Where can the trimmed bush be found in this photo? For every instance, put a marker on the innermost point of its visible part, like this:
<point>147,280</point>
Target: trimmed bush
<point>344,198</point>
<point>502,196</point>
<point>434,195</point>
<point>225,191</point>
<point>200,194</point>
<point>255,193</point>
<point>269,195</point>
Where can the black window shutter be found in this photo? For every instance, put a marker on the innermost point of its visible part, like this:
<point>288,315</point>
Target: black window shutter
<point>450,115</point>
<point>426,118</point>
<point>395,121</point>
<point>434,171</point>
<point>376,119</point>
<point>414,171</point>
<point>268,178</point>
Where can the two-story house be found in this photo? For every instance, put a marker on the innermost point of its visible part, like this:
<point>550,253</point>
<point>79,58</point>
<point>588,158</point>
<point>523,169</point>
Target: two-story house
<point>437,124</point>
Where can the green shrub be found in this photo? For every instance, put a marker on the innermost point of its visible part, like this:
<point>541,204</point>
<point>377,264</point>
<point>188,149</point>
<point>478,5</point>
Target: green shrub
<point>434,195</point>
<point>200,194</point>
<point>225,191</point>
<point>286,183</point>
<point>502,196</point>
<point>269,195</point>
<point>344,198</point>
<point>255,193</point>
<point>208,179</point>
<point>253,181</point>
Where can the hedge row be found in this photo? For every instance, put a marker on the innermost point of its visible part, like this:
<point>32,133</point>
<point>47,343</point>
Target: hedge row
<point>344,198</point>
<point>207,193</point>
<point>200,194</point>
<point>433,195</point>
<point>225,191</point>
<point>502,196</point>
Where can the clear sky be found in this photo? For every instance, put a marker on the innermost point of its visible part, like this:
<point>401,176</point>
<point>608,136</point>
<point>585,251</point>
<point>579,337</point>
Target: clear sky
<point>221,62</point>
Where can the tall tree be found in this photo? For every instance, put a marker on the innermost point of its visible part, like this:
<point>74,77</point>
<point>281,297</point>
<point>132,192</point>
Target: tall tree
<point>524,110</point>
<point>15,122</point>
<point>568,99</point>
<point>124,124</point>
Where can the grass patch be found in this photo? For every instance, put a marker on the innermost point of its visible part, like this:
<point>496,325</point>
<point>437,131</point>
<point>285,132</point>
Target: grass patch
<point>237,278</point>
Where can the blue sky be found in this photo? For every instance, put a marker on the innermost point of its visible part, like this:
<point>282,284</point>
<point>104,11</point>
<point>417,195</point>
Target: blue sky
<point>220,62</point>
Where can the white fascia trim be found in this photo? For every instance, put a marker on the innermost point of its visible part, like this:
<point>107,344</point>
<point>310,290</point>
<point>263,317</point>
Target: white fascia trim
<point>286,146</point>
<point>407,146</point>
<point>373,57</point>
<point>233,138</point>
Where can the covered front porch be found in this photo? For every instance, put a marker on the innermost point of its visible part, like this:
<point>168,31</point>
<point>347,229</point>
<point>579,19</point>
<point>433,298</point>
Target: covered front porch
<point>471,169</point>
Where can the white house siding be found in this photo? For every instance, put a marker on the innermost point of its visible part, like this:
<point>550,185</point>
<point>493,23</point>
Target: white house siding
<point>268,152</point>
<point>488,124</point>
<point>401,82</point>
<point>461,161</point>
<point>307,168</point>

§ Written problem
Locate the line that contains "Where can the covered". Repeat it and every line after it, up to and including the final line, exactly.

§ Answer for the task
Where can the covered front porch be found in this photo? For every instance, put a marker on the innermost point of its visible part, like this:
<point>168,31</point>
<point>347,229</point>
<point>579,19</point>
<point>433,298</point>
Target: covered front porch
<point>471,169</point>
Where can the white house siding be found in this photo? For every instance, put a marker on the innermost point of its visible part, like this:
<point>550,185</point>
<point>493,23</point>
Target: white house siding
<point>268,152</point>
<point>488,124</point>
<point>401,82</point>
<point>461,161</point>
<point>307,168</point>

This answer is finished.